## Tasks to complete
1. In the passage on the EPA's comments about the proposed sewage facility rule, what kind of partnerships does the EPA say the rule would discourage?
2. Resume the passage on the EPA's comments about the proposed sewage facility rule, picking up after its final sentence and setting aside the data that follows it.

## Excerpt
■ ■ ■ ■ ■ ■ ■

Residential home owners and commercial businesses sometimes dispose of wastes containing these pollutants down their drains, the EPA said.

"Publicly-owned treatment works already struggle to deal with this problem and their task should not be further complicated by the potential loss of tax-exempt financing as a source of funds to install the necessary technology," the EPA said. The agency suggested that the IRS consider allowing sewage facilities to treat some levels of these pollutants, perhaps within a specified limit.

The proposed rule would also hinder water reclamation and reuse of wastewater effluent by excluding as sewage facilities "property used to treat, process, or use wastewater subsequent to the time the wastewater can be discharged into navigable waters...." the EPA said.

Another major problem with the rule, the EPA said, is that it would discourage the creation of public-private partnerships to develop infrastructure facilities, including sewage plants.

One of President Clinton's initiatives, for the reauthorization of the Clean Water Act, is to define publicly owned treatment works in such a way that all public-purpose wastewater facilities are regulated equitably based on what they do and who they serve rather than on who owns them, the EPA said.

■ ■ ■ ■ ■ ■ ■

## Information provided
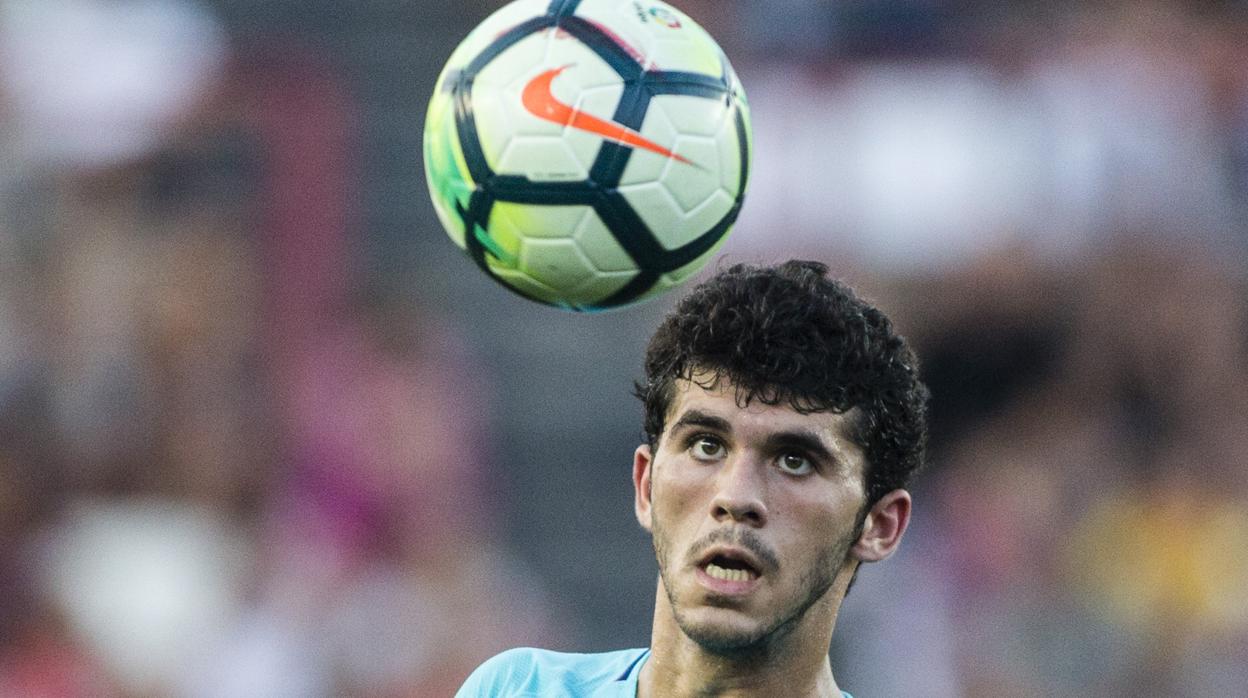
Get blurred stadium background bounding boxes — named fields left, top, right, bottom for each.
left=0, top=0, right=1248, bottom=697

■ ■ ■ ■ ■ ■ ■

## Results of the exercise
1. Public-private partnerships to develop infrastructure facilities, including sewage plants.

2.
Turning to state revolving fund programs, the EPA said that while the proposed rule would have "little immediate, direct impact" on these programs, that could change if states begin using private-activity bonds rather than governmental bonds for leveraging.

In the revolving fund programs, the EPA provides grants to states. The states, in turn, provide low-interest loans to .municipalities. The states typically try to leverage the grant money by using it to secure tax-exempt bonds.

The EPA is worried that if states begin issuing private-activity bonds under these programs, "the tax-exempt status of the pools, or at least that of any segmented qualified exempt facility private activity bond portion, would be endangered if one facility ran afoul of the proposed regulation."